A partir de 1942, a maioria dos ciganos presos estava concentrada em Auschwitz-Birkenau, ainda que outros campos de trabalhos forçados e de extermínio mantivesse roma, sintis, kalderash, lovaris, lalleris e manouches presos. Enquanto os judeus traziam em seus uniformes listrados a estrela amarela, os ciganos eram identificados com um triângulo marrom costurado nas roupas. Os administradores dos campos procuraram mantê-los apartados dos judeus. A justificativa: o “espírito rebelde” do cigano podia “contaminar e influenciar” algum tipo de resistência ou rebelião.

O auge do terror ocorreu em 2 de agosto de 1944. Naquele dia, 4.300 ciganos inaptos ao trabalho (crianças, idosos e doentes) foram assassinados nas câmaras de gás de Auschwitz-Birkenau. Dos 23 mil ciganos enviados para Auschwitz-Birkenau, pelo menos 19 mil morreram de fome, exaustão, doenças infecciosas ou assassinados nas câmaras de gás. Não há um número oficial, mas existem registros de envio de ciganos para os campos de Chelmno, Belzec, Sobibor, Treblinka, Bergen-Belsen, Sachsenhausen, Buchenwald, Dachau, Maulthausen e Ravensbrück.

Vozes das vítimas — Mesmo sem estatísticas oficias confiáveis, os pesquisadores estimam que entre 220 mil e meio milhão de ciganos tenham sido assassinados na Europa durante o Porrajmos. Os números têm como base relatos de sobreviventes dos campos de extermínio e de habitantes das regiões onde ocorreram as perseguições, análise de documentos encontrados nos arquivos nazistas e estudos acadêmicos.

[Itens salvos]

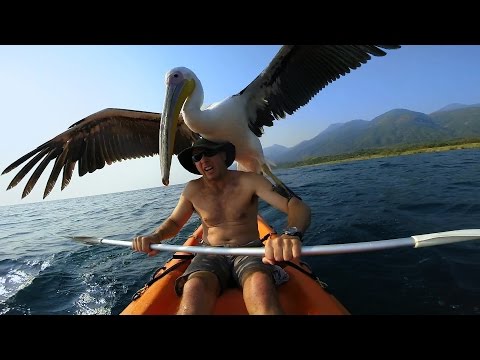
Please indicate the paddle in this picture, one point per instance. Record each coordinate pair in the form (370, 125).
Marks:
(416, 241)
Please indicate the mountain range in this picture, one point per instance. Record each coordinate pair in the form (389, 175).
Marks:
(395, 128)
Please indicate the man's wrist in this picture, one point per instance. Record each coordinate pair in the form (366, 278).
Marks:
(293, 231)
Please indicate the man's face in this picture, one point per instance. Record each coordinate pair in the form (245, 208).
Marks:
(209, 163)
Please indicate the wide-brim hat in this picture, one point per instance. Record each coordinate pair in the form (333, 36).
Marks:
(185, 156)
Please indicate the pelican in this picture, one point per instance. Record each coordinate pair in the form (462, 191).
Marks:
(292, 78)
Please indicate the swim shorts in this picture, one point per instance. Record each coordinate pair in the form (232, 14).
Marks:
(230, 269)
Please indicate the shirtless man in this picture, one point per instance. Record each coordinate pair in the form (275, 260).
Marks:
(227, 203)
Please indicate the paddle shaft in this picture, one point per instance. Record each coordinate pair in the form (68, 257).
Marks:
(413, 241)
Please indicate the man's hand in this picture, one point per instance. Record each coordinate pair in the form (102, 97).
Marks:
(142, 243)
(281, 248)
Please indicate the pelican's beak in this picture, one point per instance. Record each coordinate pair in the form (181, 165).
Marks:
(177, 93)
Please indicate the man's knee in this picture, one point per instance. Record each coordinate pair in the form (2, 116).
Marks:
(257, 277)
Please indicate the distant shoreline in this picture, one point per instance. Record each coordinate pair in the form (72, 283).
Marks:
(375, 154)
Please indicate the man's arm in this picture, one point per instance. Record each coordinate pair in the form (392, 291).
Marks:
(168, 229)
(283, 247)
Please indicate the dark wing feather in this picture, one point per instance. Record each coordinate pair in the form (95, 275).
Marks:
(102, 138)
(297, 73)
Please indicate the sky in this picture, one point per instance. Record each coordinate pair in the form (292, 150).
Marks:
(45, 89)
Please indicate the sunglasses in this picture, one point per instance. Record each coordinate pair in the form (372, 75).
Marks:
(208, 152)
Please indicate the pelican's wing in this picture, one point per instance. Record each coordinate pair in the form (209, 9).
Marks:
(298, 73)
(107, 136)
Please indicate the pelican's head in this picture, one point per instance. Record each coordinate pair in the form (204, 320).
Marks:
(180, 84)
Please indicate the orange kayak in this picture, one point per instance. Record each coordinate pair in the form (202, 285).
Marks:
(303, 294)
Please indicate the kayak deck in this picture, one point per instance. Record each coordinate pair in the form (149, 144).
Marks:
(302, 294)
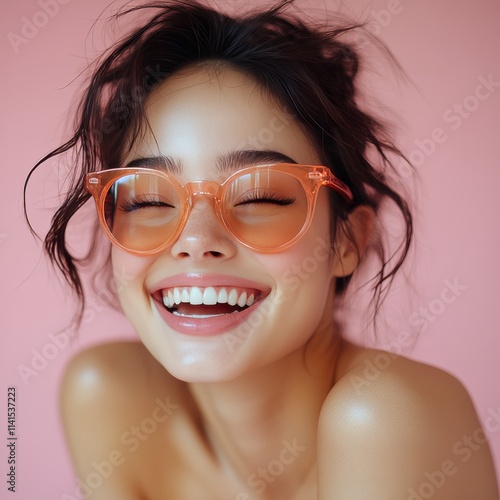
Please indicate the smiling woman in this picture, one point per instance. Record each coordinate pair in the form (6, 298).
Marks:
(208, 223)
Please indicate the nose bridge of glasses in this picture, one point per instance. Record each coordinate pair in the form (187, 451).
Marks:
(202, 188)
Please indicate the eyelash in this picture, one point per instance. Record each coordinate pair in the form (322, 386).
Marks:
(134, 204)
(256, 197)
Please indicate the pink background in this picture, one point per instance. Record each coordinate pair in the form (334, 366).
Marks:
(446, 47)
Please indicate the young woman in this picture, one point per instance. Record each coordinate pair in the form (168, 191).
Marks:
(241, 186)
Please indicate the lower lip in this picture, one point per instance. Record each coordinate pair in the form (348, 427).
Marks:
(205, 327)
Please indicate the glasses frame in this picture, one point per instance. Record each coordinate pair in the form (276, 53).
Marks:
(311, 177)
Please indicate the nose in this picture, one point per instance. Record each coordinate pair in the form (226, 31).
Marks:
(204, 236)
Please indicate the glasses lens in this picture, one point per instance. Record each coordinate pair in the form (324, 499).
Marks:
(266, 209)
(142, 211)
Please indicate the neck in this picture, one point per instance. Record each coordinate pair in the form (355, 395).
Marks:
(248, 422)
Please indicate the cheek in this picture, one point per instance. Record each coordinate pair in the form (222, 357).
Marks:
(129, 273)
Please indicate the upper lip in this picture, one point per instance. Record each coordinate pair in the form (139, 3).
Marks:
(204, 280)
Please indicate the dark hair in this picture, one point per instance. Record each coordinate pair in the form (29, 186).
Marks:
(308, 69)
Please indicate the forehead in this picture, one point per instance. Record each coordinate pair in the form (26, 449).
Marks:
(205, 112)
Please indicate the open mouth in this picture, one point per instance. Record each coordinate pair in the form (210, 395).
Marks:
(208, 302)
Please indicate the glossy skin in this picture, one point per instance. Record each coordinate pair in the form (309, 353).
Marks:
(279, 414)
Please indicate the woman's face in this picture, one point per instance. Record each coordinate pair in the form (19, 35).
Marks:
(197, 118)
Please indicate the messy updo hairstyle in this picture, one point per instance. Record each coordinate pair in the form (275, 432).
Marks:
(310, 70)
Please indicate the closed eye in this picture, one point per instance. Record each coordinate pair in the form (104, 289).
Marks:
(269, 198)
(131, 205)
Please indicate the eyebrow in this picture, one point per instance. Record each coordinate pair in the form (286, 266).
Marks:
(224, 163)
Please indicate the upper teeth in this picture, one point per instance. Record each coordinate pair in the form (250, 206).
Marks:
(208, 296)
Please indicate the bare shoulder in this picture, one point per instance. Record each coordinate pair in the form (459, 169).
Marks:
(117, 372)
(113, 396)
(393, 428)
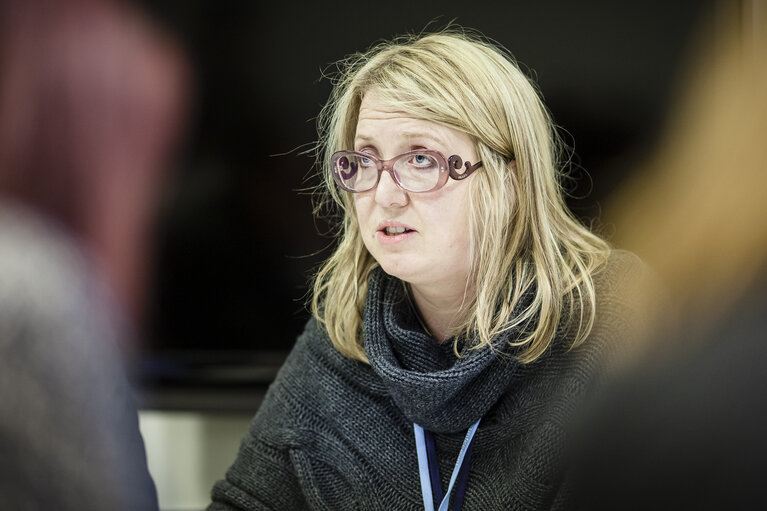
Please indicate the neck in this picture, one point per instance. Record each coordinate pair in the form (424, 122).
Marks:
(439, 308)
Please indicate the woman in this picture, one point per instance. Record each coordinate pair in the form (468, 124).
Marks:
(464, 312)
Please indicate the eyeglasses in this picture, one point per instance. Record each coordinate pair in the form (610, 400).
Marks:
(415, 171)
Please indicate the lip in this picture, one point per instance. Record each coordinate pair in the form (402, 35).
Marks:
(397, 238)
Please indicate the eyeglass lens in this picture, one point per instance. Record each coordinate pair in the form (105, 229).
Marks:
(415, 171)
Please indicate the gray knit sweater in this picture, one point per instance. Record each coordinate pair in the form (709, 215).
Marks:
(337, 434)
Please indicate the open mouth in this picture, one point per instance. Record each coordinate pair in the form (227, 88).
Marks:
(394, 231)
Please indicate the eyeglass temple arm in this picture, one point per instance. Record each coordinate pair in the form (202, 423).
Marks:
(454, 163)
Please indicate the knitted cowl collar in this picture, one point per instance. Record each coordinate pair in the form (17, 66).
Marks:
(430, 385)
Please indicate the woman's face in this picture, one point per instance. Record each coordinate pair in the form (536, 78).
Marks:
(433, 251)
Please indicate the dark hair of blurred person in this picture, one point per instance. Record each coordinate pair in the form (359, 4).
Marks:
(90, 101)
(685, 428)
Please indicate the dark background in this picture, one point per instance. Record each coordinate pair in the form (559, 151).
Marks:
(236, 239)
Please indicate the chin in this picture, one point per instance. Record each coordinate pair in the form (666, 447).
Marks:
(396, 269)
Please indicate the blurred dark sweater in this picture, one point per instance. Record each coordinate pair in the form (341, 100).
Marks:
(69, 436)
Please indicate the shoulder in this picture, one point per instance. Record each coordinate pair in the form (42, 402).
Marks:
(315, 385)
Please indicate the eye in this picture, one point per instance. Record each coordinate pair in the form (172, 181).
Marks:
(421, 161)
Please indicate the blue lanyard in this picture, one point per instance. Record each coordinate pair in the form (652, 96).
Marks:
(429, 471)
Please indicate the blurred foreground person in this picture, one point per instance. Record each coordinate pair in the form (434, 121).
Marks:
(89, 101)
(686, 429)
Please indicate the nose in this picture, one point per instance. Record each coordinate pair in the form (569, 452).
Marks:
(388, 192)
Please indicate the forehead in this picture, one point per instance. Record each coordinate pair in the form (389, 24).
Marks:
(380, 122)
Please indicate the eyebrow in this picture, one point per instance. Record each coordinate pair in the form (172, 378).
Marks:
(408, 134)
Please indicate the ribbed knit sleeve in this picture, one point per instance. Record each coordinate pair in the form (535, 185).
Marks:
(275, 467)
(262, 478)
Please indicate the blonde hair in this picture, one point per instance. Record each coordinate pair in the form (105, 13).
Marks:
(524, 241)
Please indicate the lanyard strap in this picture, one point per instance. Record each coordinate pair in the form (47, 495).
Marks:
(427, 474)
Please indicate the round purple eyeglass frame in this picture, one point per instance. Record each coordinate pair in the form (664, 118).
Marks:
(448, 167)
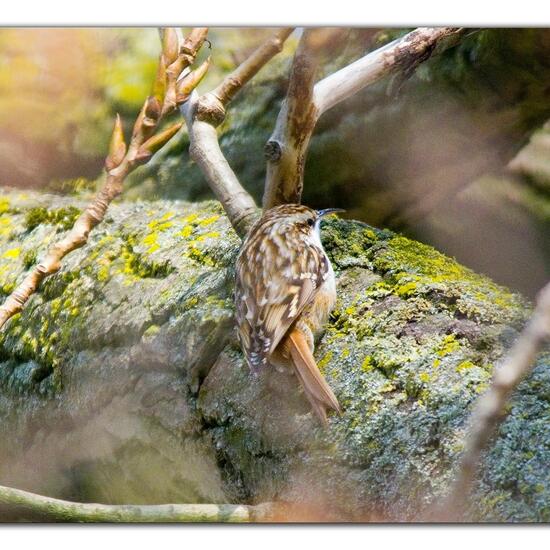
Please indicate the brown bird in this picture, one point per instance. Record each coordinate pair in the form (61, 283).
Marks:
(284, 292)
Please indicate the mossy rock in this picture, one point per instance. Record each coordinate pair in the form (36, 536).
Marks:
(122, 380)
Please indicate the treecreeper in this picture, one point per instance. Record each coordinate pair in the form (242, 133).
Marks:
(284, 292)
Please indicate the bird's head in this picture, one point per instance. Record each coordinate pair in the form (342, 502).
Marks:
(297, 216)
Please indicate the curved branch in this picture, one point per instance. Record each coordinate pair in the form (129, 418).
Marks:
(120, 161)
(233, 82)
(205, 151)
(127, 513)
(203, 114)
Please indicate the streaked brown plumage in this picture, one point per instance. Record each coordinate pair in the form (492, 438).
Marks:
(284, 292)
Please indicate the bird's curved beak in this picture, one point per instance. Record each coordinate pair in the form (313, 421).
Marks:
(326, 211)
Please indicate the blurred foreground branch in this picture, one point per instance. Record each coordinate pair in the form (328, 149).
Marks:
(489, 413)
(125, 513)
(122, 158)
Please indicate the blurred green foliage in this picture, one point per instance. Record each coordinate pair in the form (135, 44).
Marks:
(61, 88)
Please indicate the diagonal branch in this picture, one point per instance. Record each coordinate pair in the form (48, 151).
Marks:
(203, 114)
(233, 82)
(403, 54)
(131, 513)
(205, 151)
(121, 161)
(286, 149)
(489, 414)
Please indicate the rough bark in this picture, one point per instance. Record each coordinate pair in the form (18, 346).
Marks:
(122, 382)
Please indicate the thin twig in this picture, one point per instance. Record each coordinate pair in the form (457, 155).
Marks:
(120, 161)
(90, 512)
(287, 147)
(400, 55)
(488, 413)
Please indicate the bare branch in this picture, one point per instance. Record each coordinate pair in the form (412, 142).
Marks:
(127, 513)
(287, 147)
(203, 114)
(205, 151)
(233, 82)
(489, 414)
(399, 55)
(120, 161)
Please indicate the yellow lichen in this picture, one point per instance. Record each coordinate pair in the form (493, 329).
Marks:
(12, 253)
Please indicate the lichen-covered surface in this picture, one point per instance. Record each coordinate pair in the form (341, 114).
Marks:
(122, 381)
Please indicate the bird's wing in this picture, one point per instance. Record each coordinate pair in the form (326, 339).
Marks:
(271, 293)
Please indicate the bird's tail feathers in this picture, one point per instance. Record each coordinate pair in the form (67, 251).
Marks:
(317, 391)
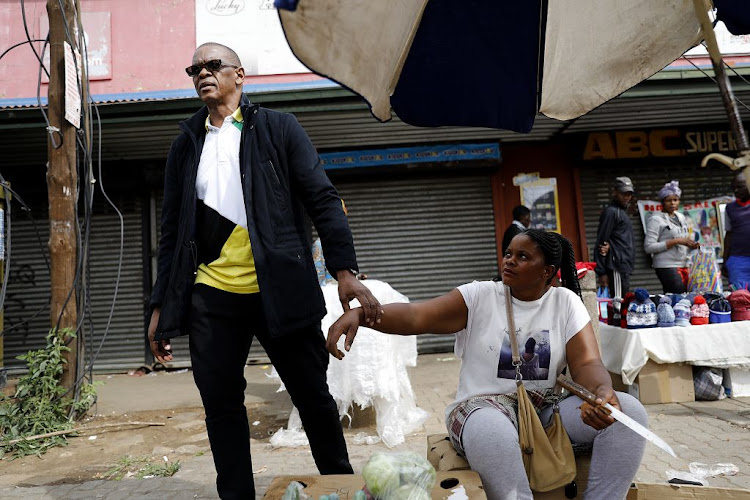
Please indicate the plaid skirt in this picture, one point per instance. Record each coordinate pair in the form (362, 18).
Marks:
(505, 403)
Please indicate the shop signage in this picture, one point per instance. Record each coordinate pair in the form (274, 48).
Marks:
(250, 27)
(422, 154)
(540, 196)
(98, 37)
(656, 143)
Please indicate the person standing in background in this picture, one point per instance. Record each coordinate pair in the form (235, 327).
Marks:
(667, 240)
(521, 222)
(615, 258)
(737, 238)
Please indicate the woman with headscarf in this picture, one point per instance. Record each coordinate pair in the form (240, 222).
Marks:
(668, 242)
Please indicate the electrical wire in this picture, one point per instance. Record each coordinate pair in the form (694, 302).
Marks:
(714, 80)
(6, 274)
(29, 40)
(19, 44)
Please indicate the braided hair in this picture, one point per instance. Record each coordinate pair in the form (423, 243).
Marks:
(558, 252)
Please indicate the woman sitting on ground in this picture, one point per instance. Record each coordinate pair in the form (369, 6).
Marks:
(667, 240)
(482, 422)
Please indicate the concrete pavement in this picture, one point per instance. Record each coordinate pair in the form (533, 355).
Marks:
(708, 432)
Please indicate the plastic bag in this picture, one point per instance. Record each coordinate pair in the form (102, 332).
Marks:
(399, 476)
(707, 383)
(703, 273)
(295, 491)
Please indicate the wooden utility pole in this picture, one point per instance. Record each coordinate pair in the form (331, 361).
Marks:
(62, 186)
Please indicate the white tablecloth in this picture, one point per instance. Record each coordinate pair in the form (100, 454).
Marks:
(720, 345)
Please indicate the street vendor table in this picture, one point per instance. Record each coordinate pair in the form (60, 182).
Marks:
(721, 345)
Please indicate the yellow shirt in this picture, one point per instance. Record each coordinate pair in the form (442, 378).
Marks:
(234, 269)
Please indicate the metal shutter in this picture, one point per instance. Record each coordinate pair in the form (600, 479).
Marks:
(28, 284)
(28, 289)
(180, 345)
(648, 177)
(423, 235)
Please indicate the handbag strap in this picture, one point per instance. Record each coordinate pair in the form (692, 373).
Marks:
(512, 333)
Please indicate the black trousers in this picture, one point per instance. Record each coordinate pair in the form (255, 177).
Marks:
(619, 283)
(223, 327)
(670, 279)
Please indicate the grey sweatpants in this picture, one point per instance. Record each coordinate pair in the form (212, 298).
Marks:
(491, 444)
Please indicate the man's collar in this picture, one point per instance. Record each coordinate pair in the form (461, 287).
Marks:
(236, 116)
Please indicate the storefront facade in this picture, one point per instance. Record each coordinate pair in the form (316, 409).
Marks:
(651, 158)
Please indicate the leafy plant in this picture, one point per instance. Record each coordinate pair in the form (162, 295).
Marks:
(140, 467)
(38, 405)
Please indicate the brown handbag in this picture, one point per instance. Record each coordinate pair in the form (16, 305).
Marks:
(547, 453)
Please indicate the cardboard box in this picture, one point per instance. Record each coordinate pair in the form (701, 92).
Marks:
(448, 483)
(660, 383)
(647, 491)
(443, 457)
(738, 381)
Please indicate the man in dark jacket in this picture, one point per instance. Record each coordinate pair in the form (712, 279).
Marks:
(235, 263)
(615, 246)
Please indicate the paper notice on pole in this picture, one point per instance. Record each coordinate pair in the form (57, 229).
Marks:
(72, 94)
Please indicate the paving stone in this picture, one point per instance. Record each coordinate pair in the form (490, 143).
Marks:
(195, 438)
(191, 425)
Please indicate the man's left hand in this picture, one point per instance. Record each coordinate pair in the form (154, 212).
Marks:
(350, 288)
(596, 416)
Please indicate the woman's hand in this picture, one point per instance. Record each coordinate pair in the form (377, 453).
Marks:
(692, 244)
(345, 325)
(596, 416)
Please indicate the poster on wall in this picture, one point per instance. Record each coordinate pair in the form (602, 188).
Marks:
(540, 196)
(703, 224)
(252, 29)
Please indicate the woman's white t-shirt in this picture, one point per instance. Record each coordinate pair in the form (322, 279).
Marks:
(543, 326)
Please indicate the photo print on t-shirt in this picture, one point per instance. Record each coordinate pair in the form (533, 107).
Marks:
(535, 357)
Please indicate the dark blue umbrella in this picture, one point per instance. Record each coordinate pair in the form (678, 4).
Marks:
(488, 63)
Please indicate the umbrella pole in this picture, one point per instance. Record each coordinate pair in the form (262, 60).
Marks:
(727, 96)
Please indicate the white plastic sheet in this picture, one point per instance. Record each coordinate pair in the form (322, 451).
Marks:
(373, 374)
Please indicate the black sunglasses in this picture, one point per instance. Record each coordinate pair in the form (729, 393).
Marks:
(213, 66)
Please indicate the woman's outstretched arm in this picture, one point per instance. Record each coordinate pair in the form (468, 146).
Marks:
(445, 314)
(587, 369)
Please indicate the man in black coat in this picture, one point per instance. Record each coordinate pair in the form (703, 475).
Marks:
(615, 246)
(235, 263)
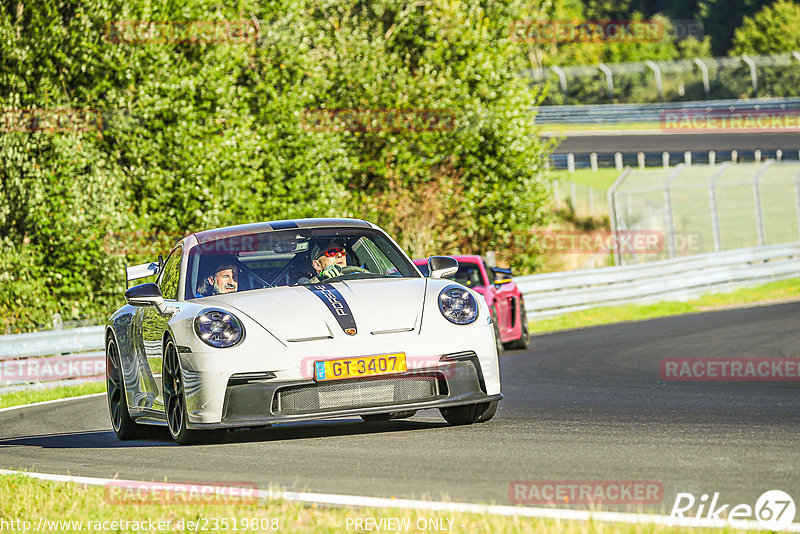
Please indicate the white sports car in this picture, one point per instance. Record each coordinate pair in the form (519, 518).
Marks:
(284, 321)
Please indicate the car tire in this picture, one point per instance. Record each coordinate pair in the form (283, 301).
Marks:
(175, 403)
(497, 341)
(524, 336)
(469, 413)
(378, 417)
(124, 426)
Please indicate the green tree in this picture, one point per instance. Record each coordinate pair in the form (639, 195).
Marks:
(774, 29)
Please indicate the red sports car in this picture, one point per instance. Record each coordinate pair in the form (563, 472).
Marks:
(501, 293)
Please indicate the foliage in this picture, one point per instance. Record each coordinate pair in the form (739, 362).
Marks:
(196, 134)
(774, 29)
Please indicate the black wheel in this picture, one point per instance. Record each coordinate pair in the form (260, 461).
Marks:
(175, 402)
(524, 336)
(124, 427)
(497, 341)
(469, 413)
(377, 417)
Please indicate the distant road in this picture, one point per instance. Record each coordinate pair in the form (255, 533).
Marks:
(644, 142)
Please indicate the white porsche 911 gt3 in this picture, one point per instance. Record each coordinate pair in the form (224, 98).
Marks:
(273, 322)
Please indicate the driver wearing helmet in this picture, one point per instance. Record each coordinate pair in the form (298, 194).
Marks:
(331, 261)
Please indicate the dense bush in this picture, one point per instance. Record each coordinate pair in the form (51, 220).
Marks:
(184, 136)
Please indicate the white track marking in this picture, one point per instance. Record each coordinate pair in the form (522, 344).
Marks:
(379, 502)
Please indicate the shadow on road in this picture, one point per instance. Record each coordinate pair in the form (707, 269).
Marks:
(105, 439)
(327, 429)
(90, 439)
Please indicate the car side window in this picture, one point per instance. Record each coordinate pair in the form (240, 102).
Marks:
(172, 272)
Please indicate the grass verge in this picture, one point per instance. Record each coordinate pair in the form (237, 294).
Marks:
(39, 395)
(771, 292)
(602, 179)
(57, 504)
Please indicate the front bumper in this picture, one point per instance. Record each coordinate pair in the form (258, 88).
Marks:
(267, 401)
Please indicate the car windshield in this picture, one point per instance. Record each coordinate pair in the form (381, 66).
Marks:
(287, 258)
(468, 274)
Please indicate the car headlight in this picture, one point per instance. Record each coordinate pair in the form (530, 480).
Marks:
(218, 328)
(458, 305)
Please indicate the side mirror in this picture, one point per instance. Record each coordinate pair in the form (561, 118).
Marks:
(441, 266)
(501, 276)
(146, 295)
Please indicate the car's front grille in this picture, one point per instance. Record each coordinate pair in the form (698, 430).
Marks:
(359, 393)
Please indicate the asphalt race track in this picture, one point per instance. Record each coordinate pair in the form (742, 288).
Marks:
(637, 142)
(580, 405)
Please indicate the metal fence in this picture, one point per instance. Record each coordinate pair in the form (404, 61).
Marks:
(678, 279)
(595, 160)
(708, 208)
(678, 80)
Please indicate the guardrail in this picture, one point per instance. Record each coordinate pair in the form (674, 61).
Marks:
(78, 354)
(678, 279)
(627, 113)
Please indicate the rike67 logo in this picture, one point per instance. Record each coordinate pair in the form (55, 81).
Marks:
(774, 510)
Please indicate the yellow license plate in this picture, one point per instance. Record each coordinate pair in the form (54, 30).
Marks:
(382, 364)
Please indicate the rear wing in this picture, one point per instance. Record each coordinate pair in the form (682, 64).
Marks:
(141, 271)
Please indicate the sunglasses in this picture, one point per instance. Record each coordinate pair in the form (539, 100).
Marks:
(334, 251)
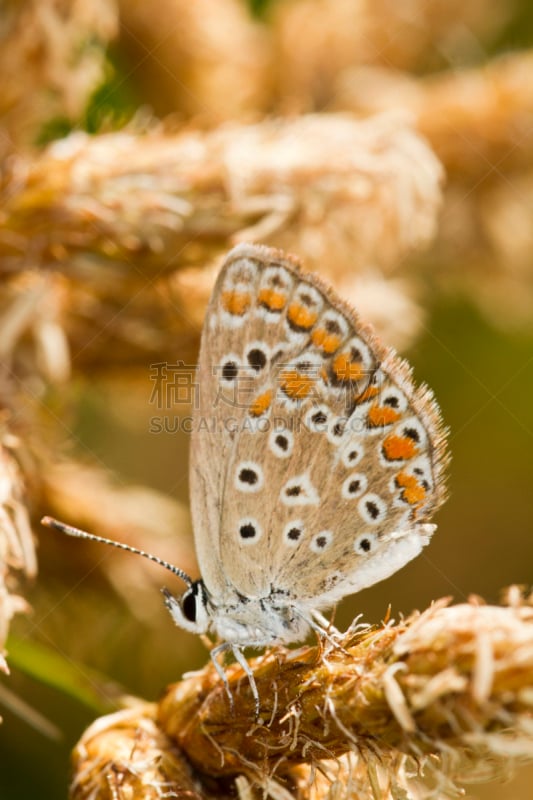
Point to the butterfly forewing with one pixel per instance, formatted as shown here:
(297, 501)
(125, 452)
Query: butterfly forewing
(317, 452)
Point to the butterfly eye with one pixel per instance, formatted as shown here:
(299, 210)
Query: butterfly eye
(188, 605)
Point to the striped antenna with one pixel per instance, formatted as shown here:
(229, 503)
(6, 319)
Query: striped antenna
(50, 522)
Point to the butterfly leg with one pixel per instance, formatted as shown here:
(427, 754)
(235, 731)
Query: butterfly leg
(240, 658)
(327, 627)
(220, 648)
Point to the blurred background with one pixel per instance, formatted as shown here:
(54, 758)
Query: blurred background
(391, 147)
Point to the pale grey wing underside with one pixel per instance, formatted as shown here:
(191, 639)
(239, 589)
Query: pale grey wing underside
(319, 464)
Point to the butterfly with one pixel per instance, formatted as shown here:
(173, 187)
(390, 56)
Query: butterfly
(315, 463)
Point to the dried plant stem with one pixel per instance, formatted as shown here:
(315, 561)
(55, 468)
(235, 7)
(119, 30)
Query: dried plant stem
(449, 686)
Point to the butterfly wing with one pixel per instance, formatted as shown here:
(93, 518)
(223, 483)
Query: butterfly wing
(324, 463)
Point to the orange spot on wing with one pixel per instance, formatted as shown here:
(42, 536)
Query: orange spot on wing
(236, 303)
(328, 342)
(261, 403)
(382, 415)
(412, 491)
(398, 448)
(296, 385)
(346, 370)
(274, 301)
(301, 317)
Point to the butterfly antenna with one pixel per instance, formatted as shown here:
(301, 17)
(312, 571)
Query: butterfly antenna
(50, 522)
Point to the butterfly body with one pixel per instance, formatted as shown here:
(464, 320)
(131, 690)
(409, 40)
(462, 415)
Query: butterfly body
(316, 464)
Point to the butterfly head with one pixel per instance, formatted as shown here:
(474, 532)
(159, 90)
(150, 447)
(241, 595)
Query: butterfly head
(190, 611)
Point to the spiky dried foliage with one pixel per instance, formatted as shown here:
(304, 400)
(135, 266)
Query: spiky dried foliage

**Tarefa proposta**:
Reproduza fielmente um trecho do texto sobre a perseguição aos ciganos: comece nas palavras que contêm "Vozes das vítimas" e pare logo após "e estudos acadêmicos.".

**Exercício concluído**:
Vozes das vítimas — Mesmo sem estatísticas oficias confiáveis, os pesquisadores estimam que entre 220 mil e meio milhão de ciganos tenham sido assassinados na Europa durante o Porrajmos. Os números têm como base relatos de sobreviventes dos campos de extermínio e de habitantes das regiões onde ocorreram as perseguições, análise de documentos encontrados nos arquivos nazistas e estudos acadêmicos.